* WORK ITEM
The word "appreciated" marks the lines to keep; find each one in the data and copy it.

Stored items:

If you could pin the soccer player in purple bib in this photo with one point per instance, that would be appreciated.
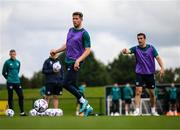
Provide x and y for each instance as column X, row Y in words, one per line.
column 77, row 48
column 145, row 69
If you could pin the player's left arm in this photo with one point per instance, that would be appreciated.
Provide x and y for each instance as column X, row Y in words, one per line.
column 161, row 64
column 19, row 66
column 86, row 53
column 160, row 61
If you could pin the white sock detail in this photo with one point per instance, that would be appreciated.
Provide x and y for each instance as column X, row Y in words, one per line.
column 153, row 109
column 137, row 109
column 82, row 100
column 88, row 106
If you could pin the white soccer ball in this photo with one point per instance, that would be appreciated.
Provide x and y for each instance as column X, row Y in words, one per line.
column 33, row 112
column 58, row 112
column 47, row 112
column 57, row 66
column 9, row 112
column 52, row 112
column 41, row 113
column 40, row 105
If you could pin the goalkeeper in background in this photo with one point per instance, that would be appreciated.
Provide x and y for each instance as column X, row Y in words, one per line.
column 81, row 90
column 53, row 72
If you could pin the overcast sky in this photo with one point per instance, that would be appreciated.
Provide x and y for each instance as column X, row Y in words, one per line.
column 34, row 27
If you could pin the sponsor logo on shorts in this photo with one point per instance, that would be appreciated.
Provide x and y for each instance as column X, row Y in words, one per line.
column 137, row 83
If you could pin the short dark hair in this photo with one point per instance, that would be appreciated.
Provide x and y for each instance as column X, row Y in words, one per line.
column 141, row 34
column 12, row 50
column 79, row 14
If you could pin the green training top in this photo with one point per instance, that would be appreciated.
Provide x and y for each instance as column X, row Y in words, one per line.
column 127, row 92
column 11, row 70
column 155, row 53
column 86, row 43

* COMPLETED EXERCISE
If you could pin the soccer player in purple bib in this photo with one point per instance, that would be appreciated.
If you could pin the player's left arm in this photo with one point per instance, that would be appreciated.
If you could pin the white sock detail in this photo with one point per instance, that would be appreciated.
If you could pin the white soccer ball in this photo with one point per instance, that would be appreciated.
If you could pin the goalkeeper in background in this photo with one point per instance, that would be appreciated.
If you could pin the overcast sky in this photo with one point per instance, that would be appreciated.
If you could pin the sponsor logo on shorts in this photo with one point per instance, that would be appreciated.
If you could pin the short dark hair in this photo with one point per instance, that would be appreciated.
If you could pin the green training top in this photo with one point per instance, that would be appreciated.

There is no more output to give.